- **WHAT NEEDS TO BE DONE**: Copy the part of the hotel lending article from "As the world" to "to 2019 levels.", word for word.

- **EXCERPT**:
++++++++++++++++++++

As the world approaches the one-year mark of when the hospitality market re-opened, it’s encouraging to see how quickly Canadian operating metrics have bounced back to 2019 levels.

Given the pace of recovery and overall strength of the industry, the good news is that a majority of lenders including Canadian, European and American banks, as well as Credit Unions, trust companies and Mortgage Investment Corporations (MICs) are now back in the market, offering much-needed liquidity. This is particularly helpful in facilitating new acquisitions, re-financing, and the long-overdue Property Improvement Plans (PIPs) that were postponed during the pandemic. Additionally, the demand for new construction is thriving and there is liquidity for that side of the sector provided that take-out financing, based on stabilized NOI assumptions, and the valuation is equal to or greater than the cost. There’s no question demand exists for new product in certain markets across the country, and as construction costs start to come down and valuations remain strong, we will see new product being built.

One of the key factors that drive credit decisions for lenders are valuations. Historically, the approach for valuations for hotels was a combination of an Income Approach analysis and a Direct Comparison approach based on recent trades. However, due to the lack of comparable trades over the last few years, the Direct Comparison approach can be more challenging to apply. Currently, with the improving performance of hotels, lenders are increasingly turning towards utilizing the Discounted Cash Flow (DCF) method, which considers the long-term performance of the property. Based on the current outlook for the industry, higher values per key are being seen today in some areas compared to 2019 given stronger ADRs and optimistic views on the continued recovery of demand.

Another important aspect for lenders is the debt service coverage ratio (DSCR). This ratio measures the hotel’s ability to cover its debt obligations, and lenders are focused on projections and ensuring that the DSCR meets their requirements, especially in this high-interest rate environment. In fact, interest rates between institutions can vary depending on their source of capital, and lenders are offering rates in the range of six to nine per cent for three to five-year fixed rates.

++++++++++++++++++++

- **Records in a dataset**:
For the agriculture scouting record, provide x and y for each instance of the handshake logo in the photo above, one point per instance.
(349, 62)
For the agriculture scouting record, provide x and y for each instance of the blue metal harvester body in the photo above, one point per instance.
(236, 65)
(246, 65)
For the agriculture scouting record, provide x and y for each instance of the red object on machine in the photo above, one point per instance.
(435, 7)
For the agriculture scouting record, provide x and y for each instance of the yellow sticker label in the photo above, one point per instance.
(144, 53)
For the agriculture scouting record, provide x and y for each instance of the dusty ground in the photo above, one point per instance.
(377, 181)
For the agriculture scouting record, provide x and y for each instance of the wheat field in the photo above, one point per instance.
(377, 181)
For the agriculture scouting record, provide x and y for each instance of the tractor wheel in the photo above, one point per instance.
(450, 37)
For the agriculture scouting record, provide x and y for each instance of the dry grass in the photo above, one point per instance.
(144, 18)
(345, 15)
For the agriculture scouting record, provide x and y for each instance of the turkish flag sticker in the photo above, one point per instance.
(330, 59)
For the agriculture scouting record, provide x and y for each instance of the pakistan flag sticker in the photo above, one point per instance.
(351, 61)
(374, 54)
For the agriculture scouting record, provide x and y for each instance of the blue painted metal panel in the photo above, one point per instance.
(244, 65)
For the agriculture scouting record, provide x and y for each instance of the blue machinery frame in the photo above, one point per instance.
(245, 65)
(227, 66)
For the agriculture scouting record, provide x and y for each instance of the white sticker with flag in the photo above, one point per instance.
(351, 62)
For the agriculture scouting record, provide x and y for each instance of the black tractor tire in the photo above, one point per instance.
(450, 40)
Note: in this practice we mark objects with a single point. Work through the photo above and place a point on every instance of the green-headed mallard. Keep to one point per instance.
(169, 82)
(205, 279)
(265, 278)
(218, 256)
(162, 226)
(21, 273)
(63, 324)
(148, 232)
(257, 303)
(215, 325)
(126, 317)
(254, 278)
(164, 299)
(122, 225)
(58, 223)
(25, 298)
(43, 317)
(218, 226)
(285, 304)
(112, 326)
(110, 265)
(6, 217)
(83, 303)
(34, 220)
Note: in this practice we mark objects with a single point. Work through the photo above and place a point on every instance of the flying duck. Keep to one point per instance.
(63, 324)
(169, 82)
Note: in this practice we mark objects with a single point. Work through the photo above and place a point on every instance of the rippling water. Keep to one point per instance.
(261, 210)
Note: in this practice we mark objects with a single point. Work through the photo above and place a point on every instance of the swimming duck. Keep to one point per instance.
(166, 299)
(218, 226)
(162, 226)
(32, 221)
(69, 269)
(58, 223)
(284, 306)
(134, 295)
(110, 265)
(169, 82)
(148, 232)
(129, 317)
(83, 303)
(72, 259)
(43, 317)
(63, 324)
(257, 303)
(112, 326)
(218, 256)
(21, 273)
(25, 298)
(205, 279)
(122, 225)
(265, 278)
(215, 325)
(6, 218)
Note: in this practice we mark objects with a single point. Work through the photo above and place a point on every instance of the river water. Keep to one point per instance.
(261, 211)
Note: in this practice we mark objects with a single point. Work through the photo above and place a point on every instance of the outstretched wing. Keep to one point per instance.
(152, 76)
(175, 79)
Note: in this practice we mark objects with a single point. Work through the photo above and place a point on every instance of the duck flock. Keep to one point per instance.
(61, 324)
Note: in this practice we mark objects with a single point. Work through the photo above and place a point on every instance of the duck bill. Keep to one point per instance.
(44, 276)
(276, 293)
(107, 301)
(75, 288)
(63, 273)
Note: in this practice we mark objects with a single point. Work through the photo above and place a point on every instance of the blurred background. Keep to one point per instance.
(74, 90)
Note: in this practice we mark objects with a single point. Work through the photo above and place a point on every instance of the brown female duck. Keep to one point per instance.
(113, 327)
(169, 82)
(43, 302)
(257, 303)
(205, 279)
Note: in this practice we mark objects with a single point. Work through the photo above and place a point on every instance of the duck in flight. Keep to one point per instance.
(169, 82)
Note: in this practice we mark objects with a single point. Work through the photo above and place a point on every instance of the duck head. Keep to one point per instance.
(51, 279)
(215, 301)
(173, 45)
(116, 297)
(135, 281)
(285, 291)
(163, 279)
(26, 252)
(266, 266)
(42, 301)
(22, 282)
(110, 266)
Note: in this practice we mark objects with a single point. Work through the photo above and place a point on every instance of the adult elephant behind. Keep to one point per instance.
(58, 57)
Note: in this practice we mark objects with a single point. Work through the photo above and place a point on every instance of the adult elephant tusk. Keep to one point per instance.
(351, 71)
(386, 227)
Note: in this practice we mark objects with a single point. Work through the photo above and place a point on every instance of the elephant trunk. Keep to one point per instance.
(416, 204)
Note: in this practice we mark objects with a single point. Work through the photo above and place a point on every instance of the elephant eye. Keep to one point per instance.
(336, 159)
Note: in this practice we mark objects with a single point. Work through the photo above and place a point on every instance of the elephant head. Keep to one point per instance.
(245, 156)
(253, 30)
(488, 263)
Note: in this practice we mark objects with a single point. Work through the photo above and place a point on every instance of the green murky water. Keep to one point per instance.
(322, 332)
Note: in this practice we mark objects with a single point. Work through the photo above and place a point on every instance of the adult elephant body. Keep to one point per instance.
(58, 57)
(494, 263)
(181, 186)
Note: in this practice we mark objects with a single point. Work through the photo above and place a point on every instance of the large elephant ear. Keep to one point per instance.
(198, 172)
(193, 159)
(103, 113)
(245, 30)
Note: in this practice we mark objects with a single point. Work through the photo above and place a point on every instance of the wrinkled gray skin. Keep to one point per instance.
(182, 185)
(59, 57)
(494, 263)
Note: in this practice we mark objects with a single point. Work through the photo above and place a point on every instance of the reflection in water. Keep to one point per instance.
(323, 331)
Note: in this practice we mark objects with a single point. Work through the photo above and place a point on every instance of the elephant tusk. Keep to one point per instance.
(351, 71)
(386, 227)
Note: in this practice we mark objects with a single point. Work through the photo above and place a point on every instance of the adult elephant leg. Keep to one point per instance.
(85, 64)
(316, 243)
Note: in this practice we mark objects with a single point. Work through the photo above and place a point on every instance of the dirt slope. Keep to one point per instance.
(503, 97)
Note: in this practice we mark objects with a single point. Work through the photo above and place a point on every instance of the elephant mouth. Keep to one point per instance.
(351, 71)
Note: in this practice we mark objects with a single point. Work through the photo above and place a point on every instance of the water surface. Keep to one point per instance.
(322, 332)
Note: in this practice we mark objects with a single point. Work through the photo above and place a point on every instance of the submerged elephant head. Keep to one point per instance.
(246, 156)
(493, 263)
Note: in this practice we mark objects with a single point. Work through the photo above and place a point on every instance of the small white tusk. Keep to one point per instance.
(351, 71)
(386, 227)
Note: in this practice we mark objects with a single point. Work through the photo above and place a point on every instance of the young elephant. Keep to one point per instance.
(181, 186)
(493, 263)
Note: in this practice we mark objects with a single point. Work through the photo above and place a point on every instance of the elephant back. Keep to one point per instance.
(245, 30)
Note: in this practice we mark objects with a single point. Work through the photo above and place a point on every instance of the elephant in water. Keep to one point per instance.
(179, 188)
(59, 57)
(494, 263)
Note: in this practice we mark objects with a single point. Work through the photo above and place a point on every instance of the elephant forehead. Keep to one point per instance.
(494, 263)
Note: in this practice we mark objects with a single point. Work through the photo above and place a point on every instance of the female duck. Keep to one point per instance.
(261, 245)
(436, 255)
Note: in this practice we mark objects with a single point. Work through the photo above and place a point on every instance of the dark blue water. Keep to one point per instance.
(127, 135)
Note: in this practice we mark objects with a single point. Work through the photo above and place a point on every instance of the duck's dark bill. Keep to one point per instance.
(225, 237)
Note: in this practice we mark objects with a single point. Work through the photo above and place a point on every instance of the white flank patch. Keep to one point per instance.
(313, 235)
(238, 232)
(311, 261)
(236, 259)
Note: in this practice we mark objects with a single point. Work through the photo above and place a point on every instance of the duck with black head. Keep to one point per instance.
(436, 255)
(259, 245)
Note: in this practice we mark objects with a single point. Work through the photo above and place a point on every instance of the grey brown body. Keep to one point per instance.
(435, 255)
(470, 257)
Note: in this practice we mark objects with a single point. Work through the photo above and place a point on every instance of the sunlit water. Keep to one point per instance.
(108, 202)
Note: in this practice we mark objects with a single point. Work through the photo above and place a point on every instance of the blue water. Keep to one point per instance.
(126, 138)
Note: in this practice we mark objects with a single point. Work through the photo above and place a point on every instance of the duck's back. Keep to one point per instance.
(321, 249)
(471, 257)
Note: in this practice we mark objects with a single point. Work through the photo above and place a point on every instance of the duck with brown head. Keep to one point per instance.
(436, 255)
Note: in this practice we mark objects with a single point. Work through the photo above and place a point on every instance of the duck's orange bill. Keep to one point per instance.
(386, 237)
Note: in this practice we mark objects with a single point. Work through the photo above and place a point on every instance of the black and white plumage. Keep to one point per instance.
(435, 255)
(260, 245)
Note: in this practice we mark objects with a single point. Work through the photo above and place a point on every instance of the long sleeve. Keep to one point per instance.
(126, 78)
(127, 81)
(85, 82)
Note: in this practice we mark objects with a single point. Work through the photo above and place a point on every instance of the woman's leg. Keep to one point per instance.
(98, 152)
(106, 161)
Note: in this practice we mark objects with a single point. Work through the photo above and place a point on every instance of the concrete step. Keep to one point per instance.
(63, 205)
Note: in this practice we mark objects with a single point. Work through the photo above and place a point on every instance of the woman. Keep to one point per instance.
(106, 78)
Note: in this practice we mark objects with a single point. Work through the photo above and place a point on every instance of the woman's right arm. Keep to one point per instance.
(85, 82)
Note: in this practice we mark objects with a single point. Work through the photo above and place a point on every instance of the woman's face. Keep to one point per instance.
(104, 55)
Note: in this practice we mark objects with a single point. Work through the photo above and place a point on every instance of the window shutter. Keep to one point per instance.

++++++++++++++++++++

- **TASK ANSWER**:
As the world approaches the one-year mark of when the hospitality market re-opened, it’s encouraging to see how quickly Canadian operating metrics have bounced back to 2019 levels.